- _Het vraagstuk_: Herhaal woord voor woord het deel van de tekst over de deskundigenrapporten dat begint bij "Het hof neemt" en eindigt bij "strafoplegging rekening mee.".

- _Aangeleverde tekst_:

Het hof heeft voorts acht geslagen op het eerdergenoemde rapport van [psycholoog] , klinisch psycholoog, d.d. 21 oktober 2013, waarin zakelijk weergegeven onder meer het volgende wordt beschreven.
[psycholoog] constateert dat bij verdachte sprake is van een gebrekkige ontwikkeling van de geestvermogens in de vorm van een persoonlijkheidsstoornis met borderline kenmerken en een verstandelijke beperking. Hiervan was ten tijde van het tenlastegelegde ook sprake. Verdachte raakte met haar beperkingen, beïnvloedbaarheid en afhankelijkheid in combinatie met een erg hoog angstniveau in een toestand van geïsoleerdheid, ontreddering en machteloosheid waarbij ze de greep op zich zelf en haar gezin verloor. Door haar kwetsbare persoonlijkheidsstructuur en beperkte vaardigheden kon verdachte zich niet aan de situatie onttrekken, waarbij zij zichzelf en haar kinderen langdurig heeft blootgesteld aan de agressie van haar partner. De bij verdachte bestaande problematiek beïnvloedde in grote mate haar gedrag ten tijde van het tenlastegelegde. [psycholoog] adviseert verdachte verminderd toerekeningsvatbaar te achten.
Tevens heeft het hof acht geslagen op het omtrent de persoon van verdachte opgemaakte rapport van [psychiater] , psychiater, d.d. 21 oktober 2013, waarin zakelijk weergegeven onder meer het volgende wordt beschreven.
[psychiater] constateert dat bij verdachte sprake is van een gebrekkige ontwikkeling van de geestvermogens in de vorm van een verstandelijke beperking en een gemengde persoonlijkheidsstoornis. Verdachte imponeert als een zwak gestructureerde, zwakbegaafde en getraumatiseerde vrouw die door de handhaving van haar psychologisch evenwicht afhankelijk is van haar omgeving. De beperkte invulling van haar rollen wordt deels bepaald door haar verstandelijke beperking en deels door haar persoonlijkheidsstoornis. Genoemde gebrekkige ontwikkeling bestond ook ten tijde van het tenlastegelegde. Ondanks de problematiek had verdachte voldoende inzicht dat het ongeoorloofd was om haar dochter te laten mishandelen, maar zij was onvoldoende in staat om hiertegen op te treden vanwege haar verstandelijke beperking, haar angst voor mishandeling en verlating door een man van wie ze zich heel afhankelijk voelde. Om die reden acht [psychiater] verdachte sterk verminderd toerekeningsvatbaar.
Het hof neemt de conclusies van de deskundigen met betrekking tot de aanwezige gebrekkige ontwikkeling van de geestvermogens en de gemengde persoonlijkheidsstoornis over en maakt die tot de zijne en stelt op grond daarvan vast dat verdachte ten tijde van het plegen van de bewezen verklaarde feiten leed aan een gebrekkige ontwikkeling van de geestvermogens en het hof is van oordeel dat de feiten haar in sterk verminderde mate kunnen worden toegerekend en houdt hier in de strafoplegging rekening mee.

- _Beschikbare gegevens_:
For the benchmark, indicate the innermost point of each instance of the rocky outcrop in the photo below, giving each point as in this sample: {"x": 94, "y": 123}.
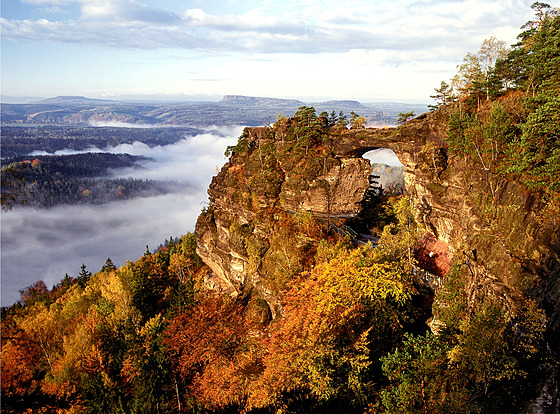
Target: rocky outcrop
{"x": 491, "y": 224}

- _Uitwerking opdracht_:
Het hof neemt de conclusies van de deskundigen met betrekking tot de aanwezige gebrekkige ontwikkeling van de geestvermogens en de gemengde persoonlijkheidsstoornis over en maakt die tot de zijne en stelt op grond daarvan vast dat verdachte ten tijde van het plegen van de bewezen verklaarde feiten leed aan een gebrekkige ontwikkeling van de geestvermogens en het hof is van oordeel dat de feiten haar in sterk verminderde mate kunnen worden toegerekend en houdt hier in de strafoplegging rekening mee.